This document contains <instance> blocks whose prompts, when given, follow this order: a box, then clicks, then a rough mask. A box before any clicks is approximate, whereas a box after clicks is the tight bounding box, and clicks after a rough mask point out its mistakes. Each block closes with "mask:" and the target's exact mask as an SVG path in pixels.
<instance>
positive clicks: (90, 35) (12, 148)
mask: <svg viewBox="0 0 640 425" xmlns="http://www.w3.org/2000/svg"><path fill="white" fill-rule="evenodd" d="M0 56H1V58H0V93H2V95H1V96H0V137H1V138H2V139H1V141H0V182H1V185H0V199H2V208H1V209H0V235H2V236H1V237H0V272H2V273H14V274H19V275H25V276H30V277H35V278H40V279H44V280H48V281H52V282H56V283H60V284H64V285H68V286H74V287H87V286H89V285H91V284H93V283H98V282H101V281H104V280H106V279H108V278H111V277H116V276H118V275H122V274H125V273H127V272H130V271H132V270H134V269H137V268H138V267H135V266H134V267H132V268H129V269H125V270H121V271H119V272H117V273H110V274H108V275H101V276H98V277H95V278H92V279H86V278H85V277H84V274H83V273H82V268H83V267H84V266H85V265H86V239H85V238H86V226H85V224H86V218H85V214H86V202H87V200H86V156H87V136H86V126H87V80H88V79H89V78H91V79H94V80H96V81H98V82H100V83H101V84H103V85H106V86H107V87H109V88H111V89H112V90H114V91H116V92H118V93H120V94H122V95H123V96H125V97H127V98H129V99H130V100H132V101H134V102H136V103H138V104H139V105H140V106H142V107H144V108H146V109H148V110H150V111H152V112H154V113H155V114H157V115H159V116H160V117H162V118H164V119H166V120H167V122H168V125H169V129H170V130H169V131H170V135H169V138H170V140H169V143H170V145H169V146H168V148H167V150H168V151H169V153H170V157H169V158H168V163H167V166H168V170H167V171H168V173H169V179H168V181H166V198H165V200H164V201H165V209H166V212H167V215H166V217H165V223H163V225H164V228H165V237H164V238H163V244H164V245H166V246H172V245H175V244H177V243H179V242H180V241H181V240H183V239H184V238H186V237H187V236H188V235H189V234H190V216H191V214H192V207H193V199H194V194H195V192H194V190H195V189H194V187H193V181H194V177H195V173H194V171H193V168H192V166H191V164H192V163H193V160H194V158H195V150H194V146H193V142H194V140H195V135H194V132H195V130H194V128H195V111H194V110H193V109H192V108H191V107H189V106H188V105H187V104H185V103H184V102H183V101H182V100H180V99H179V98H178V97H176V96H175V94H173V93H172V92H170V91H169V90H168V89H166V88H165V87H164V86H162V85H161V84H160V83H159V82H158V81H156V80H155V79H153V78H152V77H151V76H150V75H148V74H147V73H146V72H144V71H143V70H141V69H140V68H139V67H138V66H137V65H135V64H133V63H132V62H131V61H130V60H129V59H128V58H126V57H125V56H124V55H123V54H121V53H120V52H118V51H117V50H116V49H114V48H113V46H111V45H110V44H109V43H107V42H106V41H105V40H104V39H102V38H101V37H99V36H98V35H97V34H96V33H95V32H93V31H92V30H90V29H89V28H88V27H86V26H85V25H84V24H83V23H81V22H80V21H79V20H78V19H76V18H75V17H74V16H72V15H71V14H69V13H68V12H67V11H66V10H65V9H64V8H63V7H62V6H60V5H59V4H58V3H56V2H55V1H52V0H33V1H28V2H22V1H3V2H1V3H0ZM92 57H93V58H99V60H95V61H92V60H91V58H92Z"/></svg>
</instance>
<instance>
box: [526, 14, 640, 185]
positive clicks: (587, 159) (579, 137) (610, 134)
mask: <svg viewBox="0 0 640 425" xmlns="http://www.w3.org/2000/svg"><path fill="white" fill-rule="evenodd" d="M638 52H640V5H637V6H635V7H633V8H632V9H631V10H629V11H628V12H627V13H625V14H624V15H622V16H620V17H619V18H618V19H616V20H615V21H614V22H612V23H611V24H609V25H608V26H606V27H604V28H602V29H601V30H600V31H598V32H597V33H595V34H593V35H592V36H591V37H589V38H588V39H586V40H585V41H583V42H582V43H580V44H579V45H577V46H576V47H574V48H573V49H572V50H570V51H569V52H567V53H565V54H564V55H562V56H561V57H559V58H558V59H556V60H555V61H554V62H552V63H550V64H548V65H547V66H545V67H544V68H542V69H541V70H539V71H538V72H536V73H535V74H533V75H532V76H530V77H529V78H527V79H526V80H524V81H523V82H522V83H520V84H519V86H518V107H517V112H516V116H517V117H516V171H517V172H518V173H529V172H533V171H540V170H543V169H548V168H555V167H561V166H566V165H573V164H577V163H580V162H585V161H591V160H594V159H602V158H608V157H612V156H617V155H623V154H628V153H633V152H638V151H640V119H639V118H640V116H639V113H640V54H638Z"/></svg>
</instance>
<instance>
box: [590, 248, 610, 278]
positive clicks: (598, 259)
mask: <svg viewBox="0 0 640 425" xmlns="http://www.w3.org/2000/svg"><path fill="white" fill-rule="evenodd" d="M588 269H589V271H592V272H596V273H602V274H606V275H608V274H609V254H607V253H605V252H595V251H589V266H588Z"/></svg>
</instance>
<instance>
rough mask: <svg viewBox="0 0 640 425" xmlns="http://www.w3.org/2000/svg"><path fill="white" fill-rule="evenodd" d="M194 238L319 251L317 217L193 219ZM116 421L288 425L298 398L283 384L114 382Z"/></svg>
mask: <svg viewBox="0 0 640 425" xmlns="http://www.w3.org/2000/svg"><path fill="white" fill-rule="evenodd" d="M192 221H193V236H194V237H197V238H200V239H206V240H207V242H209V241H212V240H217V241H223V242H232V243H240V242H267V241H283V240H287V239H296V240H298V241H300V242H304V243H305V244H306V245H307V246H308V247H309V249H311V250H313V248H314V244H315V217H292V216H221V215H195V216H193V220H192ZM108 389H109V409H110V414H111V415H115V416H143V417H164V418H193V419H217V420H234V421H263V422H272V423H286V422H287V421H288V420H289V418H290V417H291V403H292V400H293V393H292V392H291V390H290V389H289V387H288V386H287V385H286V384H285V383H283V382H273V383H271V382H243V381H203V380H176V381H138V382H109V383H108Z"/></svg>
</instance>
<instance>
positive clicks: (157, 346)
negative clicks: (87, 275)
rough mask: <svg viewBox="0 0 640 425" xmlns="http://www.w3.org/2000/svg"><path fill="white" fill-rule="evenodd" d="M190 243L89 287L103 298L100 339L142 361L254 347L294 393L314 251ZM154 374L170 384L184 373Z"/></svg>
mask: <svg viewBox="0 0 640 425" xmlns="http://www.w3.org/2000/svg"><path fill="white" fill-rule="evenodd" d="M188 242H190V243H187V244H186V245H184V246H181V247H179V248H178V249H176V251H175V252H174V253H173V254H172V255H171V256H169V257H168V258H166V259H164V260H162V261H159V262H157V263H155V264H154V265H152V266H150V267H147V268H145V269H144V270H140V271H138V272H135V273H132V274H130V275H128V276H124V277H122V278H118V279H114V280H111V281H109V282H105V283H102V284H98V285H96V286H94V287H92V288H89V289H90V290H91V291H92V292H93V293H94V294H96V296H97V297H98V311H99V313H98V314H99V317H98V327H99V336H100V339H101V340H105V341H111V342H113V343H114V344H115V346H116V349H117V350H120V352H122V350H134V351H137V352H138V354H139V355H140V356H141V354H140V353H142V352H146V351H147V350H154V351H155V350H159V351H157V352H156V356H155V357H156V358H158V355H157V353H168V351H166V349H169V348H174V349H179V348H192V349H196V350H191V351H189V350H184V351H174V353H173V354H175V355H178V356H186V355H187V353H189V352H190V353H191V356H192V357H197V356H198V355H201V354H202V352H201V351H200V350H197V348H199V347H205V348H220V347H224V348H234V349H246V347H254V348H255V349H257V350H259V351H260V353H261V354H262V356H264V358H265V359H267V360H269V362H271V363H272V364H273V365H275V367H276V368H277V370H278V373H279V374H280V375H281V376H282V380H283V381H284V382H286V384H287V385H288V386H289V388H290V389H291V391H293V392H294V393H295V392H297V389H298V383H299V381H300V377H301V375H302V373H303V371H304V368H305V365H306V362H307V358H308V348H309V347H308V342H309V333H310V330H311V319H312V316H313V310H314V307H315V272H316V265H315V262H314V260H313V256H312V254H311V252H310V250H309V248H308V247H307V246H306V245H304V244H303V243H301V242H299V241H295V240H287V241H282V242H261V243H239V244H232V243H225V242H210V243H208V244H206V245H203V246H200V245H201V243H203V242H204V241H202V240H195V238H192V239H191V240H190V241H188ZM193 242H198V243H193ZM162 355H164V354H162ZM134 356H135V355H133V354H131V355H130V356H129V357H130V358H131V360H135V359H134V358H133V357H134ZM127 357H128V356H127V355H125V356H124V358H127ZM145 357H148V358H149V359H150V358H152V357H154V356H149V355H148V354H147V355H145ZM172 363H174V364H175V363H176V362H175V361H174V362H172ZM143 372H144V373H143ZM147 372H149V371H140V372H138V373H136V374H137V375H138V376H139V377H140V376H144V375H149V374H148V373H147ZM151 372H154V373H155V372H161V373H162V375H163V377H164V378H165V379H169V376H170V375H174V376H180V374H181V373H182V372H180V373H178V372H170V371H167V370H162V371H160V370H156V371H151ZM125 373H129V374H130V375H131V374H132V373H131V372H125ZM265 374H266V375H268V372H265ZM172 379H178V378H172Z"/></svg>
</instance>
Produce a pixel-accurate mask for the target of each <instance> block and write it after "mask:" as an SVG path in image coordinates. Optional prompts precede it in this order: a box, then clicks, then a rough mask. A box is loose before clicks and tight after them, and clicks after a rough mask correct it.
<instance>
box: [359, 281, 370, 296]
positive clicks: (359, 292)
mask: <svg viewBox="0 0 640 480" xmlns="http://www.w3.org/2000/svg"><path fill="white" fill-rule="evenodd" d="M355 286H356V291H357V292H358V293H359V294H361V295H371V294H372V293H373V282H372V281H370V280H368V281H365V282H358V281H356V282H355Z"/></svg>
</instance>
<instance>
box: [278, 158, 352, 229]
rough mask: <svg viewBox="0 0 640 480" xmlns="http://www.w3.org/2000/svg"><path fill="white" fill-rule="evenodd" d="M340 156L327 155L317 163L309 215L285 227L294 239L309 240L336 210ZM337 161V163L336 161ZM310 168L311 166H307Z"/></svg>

*Exercise aim*
Above this task is a listing. Restate, word for word and with nothing added, the lines from the one with "positive clicks: (587, 159)" through the one with "box: [590, 248, 610, 278]".

*Exercise output*
positive clicks: (587, 159) (579, 137) (610, 134)
mask: <svg viewBox="0 0 640 425" xmlns="http://www.w3.org/2000/svg"><path fill="white" fill-rule="evenodd" d="M638 52H640V5H637V6H635V7H633V8H632V9H631V10H629V11H628V12H627V13H625V14H624V15H622V16H620V17H619V18H618V19H616V20H615V21H614V22H612V23H611V24H609V25H608V26H606V27H604V28H602V29H601V30H600V31H598V32H597V33H595V34H593V35H592V36H591V37H589V38H588V39H586V40H585V41H583V42H582V43H580V44H579V45H577V46H576V47H574V48H573V49H572V50H570V51H569V52H567V53H565V54H564V55H562V56H561V57H559V58H558V59H556V60H555V61H554V62H552V63H550V64H548V65H547V66H545V67H544V68H542V69H541V70H539V71H538V72H536V73H535V74H533V75H532V76H530V77H529V78H527V79H526V80H524V81H523V82H522V83H520V84H519V86H518V107H517V112H516V116H517V117H516V171H517V172H518V173H529V172H533V171H540V170H543V169H548V168H555V167H561V166H566V165H573V164H577V163H580V162H585V161H591V160H594V159H602V158H608V157H612V156H617V155H623V154H628V153H633V152H638V151H640V119H639V118H640V116H639V113H640V54H638Z"/></svg>
</instance>
<instance>
box: [590, 248, 610, 278]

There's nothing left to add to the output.